■ **THE REQUEST**
Please format the entries as a numbered list, starting at the beginning of the entries and ending at the line that contains "<point>25,67</point>", with both ends included. Omit blank lines, and leave the pictures out of your answer.

-- START --

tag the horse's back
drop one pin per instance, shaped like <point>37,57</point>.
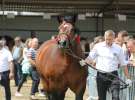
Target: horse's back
<point>58,69</point>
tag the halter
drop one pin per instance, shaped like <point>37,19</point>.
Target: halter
<point>122,86</point>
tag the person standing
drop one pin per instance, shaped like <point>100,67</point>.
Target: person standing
<point>6,69</point>
<point>17,56</point>
<point>108,56</point>
<point>25,67</point>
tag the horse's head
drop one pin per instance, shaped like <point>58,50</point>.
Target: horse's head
<point>65,34</point>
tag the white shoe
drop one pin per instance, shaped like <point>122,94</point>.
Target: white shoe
<point>32,97</point>
<point>17,94</point>
<point>40,94</point>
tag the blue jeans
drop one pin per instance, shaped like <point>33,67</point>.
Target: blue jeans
<point>5,82</point>
<point>92,84</point>
<point>17,72</point>
<point>35,80</point>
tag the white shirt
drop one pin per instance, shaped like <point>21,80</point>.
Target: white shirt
<point>5,58</point>
<point>107,58</point>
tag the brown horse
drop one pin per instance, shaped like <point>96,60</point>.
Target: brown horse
<point>60,70</point>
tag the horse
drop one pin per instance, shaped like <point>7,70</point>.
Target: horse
<point>57,63</point>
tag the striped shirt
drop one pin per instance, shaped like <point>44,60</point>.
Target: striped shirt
<point>32,53</point>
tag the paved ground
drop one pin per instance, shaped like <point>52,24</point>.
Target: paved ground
<point>26,90</point>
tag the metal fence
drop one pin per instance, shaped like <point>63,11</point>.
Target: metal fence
<point>128,93</point>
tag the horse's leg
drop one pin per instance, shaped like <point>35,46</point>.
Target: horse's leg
<point>79,95</point>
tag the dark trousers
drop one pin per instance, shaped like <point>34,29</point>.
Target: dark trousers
<point>35,80</point>
<point>5,82</point>
<point>103,84</point>
<point>23,79</point>
<point>17,72</point>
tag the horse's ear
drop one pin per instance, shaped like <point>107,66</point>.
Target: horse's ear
<point>70,18</point>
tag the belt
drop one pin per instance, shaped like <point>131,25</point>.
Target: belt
<point>109,74</point>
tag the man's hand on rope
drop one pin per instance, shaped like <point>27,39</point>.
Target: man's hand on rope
<point>129,82</point>
<point>82,62</point>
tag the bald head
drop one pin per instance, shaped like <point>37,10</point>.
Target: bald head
<point>34,43</point>
<point>109,37</point>
<point>131,45</point>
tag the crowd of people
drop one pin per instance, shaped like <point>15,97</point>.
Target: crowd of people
<point>19,63</point>
<point>113,53</point>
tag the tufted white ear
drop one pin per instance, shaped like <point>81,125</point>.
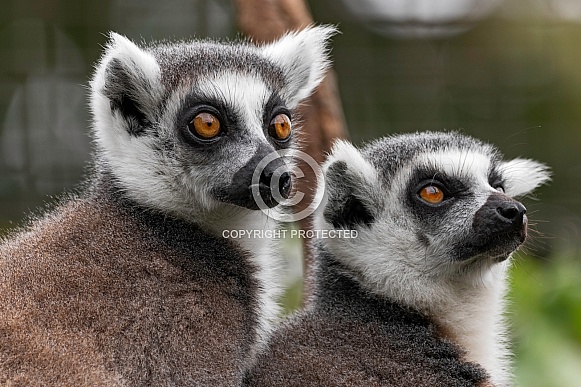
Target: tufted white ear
<point>126,86</point>
<point>522,176</point>
<point>304,59</point>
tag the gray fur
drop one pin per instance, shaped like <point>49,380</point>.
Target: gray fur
<point>131,283</point>
<point>416,299</point>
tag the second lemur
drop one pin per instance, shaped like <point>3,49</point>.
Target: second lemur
<point>417,297</point>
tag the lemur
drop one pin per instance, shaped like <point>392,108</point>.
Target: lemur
<point>413,296</point>
<point>130,281</point>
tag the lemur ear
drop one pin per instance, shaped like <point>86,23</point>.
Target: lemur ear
<point>522,176</point>
<point>126,83</point>
<point>304,59</point>
<point>352,188</point>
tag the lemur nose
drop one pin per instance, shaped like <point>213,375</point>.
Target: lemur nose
<point>284,181</point>
<point>512,211</point>
<point>285,184</point>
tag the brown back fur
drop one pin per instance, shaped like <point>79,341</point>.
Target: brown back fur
<point>102,293</point>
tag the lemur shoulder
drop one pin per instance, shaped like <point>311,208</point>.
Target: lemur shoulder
<point>417,298</point>
<point>130,282</point>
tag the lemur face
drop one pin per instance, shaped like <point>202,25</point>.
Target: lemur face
<point>427,204</point>
<point>183,126</point>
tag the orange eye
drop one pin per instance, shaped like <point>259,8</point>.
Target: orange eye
<point>280,127</point>
<point>432,194</point>
<point>205,125</point>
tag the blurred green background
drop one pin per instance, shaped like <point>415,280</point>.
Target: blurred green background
<point>505,71</point>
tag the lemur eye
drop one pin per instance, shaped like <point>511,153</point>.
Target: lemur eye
<point>280,127</point>
<point>205,125</point>
<point>432,194</point>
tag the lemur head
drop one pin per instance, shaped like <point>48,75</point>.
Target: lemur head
<point>182,126</point>
<point>429,208</point>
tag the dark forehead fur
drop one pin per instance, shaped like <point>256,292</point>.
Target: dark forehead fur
<point>389,154</point>
<point>189,60</point>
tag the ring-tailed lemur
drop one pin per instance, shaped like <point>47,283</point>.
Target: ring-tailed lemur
<point>131,282</point>
<point>416,298</point>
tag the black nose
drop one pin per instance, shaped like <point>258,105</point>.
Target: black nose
<point>284,181</point>
<point>285,184</point>
<point>512,212</point>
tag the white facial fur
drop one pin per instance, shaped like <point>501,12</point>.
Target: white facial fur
<point>148,156</point>
<point>389,259</point>
<point>172,182</point>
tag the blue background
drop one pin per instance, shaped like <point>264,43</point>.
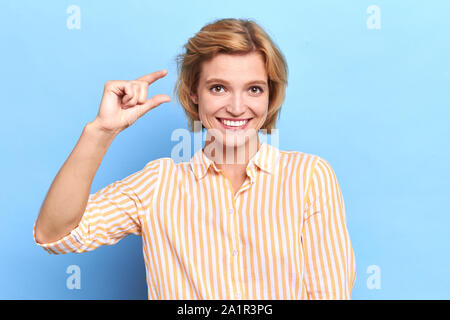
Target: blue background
<point>374,103</point>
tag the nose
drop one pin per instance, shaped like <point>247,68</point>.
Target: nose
<point>237,106</point>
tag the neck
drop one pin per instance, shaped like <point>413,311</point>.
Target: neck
<point>231,156</point>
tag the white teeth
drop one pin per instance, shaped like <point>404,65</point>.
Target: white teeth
<point>234,123</point>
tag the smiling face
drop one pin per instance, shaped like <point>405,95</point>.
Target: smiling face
<point>233,97</point>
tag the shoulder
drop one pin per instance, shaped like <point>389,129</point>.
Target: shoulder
<point>298,158</point>
<point>306,164</point>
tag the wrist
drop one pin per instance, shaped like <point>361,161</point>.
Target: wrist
<point>99,132</point>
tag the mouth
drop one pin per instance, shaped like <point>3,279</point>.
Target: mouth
<point>234,124</point>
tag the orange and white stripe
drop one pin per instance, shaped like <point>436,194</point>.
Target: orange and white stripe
<point>283,235</point>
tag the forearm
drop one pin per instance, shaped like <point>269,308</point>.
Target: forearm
<point>67,197</point>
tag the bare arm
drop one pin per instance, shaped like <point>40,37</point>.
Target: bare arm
<point>123,102</point>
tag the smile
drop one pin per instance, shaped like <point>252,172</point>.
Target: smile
<point>233,124</point>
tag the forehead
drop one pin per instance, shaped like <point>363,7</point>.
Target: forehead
<point>235,66</point>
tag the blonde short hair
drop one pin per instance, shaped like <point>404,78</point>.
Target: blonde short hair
<point>231,36</point>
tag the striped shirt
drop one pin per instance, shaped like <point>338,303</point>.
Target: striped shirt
<point>282,235</point>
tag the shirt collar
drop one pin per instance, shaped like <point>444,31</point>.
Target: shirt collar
<point>266,159</point>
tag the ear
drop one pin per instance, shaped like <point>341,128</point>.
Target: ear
<point>194,98</point>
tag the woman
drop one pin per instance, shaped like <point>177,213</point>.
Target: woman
<point>241,219</point>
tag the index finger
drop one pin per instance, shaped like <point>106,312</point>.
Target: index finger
<point>152,77</point>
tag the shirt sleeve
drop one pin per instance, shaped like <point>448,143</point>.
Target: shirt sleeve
<point>111,213</point>
<point>329,258</point>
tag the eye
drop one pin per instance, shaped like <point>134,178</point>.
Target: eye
<point>257,88</point>
<point>215,87</point>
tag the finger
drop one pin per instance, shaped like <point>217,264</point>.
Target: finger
<point>134,97</point>
<point>151,103</point>
<point>128,93</point>
<point>152,77</point>
<point>142,93</point>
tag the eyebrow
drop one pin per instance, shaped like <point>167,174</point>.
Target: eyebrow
<point>226,82</point>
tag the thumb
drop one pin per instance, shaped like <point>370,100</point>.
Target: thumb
<point>139,110</point>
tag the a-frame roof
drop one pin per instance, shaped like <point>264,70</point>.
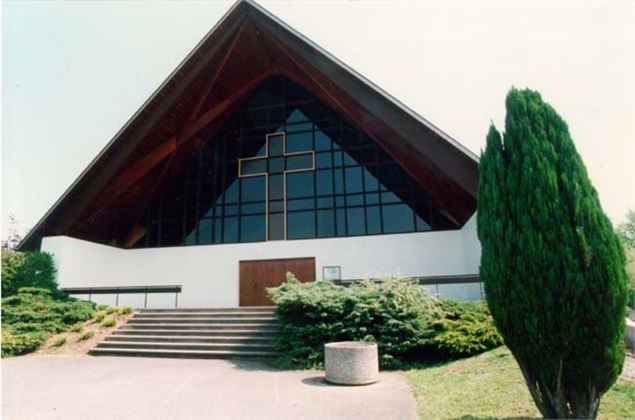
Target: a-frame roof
<point>244,48</point>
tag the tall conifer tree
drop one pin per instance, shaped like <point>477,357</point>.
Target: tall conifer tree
<point>552,265</point>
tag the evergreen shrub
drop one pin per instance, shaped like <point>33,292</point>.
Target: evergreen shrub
<point>551,262</point>
<point>32,314</point>
<point>407,324</point>
<point>27,269</point>
<point>466,329</point>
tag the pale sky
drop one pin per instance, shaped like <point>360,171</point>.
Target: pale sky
<point>74,72</point>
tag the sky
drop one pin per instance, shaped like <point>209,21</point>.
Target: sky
<point>74,72</point>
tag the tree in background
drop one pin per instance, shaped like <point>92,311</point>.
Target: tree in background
<point>551,262</point>
<point>626,232</point>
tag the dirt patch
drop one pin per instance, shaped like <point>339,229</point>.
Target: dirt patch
<point>76,347</point>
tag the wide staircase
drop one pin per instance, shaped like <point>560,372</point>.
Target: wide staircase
<point>248,332</point>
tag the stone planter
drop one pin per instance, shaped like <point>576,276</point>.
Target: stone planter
<point>351,363</point>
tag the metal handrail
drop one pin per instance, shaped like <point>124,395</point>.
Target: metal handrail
<point>117,290</point>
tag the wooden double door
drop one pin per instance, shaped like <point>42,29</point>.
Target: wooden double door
<point>257,275</point>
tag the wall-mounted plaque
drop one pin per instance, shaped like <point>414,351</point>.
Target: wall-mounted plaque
<point>333,272</point>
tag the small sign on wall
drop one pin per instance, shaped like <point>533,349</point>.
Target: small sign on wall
<point>332,272</point>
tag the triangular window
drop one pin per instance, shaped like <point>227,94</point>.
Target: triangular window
<point>286,166</point>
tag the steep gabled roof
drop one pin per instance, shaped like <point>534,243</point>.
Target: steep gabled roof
<point>244,48</point>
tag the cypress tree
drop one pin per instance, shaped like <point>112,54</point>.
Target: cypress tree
<point>552,265</point>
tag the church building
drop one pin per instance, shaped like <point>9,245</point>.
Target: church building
<point>260,154</point>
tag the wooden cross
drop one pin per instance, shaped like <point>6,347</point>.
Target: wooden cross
<point>274,166</point>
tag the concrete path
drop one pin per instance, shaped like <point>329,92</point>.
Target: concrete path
<point>82,387</point>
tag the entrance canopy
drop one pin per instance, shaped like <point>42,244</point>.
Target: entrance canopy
<point>247,47</point>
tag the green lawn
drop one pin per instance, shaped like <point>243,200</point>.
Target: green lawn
<point>491,386</point>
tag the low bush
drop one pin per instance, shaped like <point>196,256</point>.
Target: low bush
<point>77,327</point>
<point>87,335</point>
<point>60,342</point>
<point>393,313</point>
<point>32,314</point>
<point>109,323</point>
<point>408,325</point>
<point>14,344</point>
<point>27,269</point>
<point>466,329</point>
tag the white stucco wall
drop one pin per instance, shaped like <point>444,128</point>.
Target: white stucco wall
<point>209,273</point>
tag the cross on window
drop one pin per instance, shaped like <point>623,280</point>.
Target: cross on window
<point>274,166</point>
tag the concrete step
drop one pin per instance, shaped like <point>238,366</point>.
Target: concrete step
<point>271,309</point>
<point>142,345</point>
<point>195,333</point>
<point>205,320</point>
<point>190,333</point>
<point>209,326</point>
<point>192,339</point>
<point>191,354</point>
<point>215,315</point>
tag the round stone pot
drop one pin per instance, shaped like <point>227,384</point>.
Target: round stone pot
<point>351,363</point>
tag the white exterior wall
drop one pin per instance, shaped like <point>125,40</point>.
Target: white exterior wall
<point>209,273</point>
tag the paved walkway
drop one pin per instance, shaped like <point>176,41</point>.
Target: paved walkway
<point>83,387</point>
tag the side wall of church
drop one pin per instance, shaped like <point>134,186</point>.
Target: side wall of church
<point>209,273</point>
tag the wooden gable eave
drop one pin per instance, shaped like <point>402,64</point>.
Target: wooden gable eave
<point>244,48</point>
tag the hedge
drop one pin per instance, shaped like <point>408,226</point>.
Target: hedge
<point>27,269</point>
<point>407,324</point>
<point>32,314</point>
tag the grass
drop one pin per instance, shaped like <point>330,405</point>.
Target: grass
<point>491,386</point>
<point>110,322</point>
<point>86,336</point>
<point>60,342</point>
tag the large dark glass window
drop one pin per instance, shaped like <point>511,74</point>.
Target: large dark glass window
<point>287,167</point>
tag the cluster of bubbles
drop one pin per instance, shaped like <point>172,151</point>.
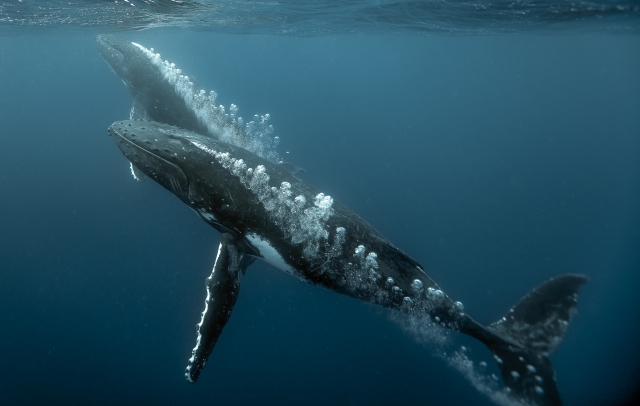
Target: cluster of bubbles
<point>301,223</point>
<point>255,136</point>
<point>485,383</point>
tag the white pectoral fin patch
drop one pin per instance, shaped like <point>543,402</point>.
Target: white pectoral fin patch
<point>269,254</point>
<point>138,175</point>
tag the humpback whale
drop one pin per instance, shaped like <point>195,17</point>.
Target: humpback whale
<point>179,137</point>
<point>264,211</point>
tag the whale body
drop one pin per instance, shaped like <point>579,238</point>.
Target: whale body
<point>231,177</point>
<point>263,211</point>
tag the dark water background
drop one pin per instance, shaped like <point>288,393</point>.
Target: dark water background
<point>496,161</point>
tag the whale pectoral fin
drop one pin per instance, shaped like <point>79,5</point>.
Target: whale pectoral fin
<point>138,111</point>
<point>223,287</point>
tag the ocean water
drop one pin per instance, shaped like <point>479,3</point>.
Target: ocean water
<point>499,148</point>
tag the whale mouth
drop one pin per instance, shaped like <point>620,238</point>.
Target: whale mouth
<point>143,155</point>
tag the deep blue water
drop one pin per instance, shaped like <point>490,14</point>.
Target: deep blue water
<point>496,161</point>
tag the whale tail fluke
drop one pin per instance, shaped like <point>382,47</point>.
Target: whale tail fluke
<point>523,339</point>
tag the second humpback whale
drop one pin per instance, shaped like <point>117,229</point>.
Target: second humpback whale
<point>206,157</point>
<point>264,211</point>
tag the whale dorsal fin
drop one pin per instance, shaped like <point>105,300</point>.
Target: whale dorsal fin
<point>289,167</point>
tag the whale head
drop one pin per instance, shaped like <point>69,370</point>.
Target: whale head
<point>159,151</point>
<point>122,57</point>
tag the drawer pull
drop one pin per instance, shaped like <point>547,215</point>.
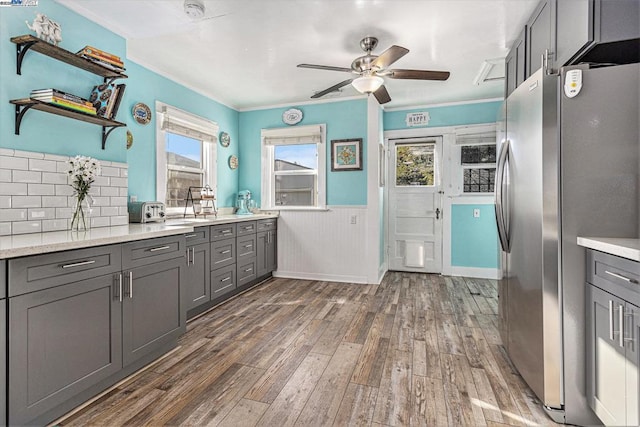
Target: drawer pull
<point>78,264</point>
<point>621,277</point>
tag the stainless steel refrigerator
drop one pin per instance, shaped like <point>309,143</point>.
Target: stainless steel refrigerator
<point>568,167</point>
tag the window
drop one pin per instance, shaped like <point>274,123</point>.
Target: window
<point>415,164</point>
<point>478,160</point>
<point>186,155</point>
<point>293,167</point>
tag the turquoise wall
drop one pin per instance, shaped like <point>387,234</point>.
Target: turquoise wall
<point>59,135</point>
<point>474,241</point>
<point>451,115</point>
<point>346,119</point>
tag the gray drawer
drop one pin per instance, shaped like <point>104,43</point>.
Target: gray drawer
<point>3,278</point>
<point>246,227</point>
<point>246,271</point>
<point>199,235</point>
<point>149,251</point>
<point>246,247</point>
<point>223,281</point>
<point>223,252</point>
<point>224,231</point>
<point>267,224</point>
<point>34,273</point>
<point>618,276</point>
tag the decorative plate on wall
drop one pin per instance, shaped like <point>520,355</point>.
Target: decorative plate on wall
<point>141,113</point>
<point>292,116</point>
<point>233,162</point>
<point>225,139</point>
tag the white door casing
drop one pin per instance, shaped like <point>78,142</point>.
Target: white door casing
<point>415,210</point>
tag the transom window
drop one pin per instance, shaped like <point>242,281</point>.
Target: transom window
<point>186,155</point>
<point>293,167</point>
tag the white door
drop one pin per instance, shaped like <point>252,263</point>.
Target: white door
<point>415,210</point>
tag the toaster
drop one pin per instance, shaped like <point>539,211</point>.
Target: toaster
<point>143,212</point>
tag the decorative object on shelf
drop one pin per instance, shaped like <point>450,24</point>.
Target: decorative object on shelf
<point>82,171</point>
<point>129,139</point>
<point>233,162</point>
<point>292,116</point>
<point>346,154</point>
<point>46,29</point>
<point>225,139</point>
<point>141,113</point>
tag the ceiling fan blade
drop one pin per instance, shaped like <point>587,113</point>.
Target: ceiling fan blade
<point>382,95</point>
<point>418,74</point>
<point>389,56</point>
<point>332,88</point>
<point>325,67</point>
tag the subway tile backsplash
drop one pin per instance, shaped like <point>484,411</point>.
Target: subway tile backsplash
<point>35,194</point>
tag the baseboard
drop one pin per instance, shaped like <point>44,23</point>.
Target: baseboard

-- END --

■ **SOLUTION TO THE EXERCISE**
1. tag the horse's back
2. drop one pin per instance, shaped like <point>37,57</point>.
3. Target: horse's back
4. <point>58,69</point>
5. tag the halter
6. drop one pin per instance, shaped like <point>37,19</point>.
7. Target: halter
8. <point>122,86</point>
9. tag the person standing
10. drop one pin per instance, shaped like <point>100,67</point>.
11. Target: person standing
12. <point>6,69</point>
13. <point>17,56</point>
14. <point>108,56</point>
15. <point>25,67</point>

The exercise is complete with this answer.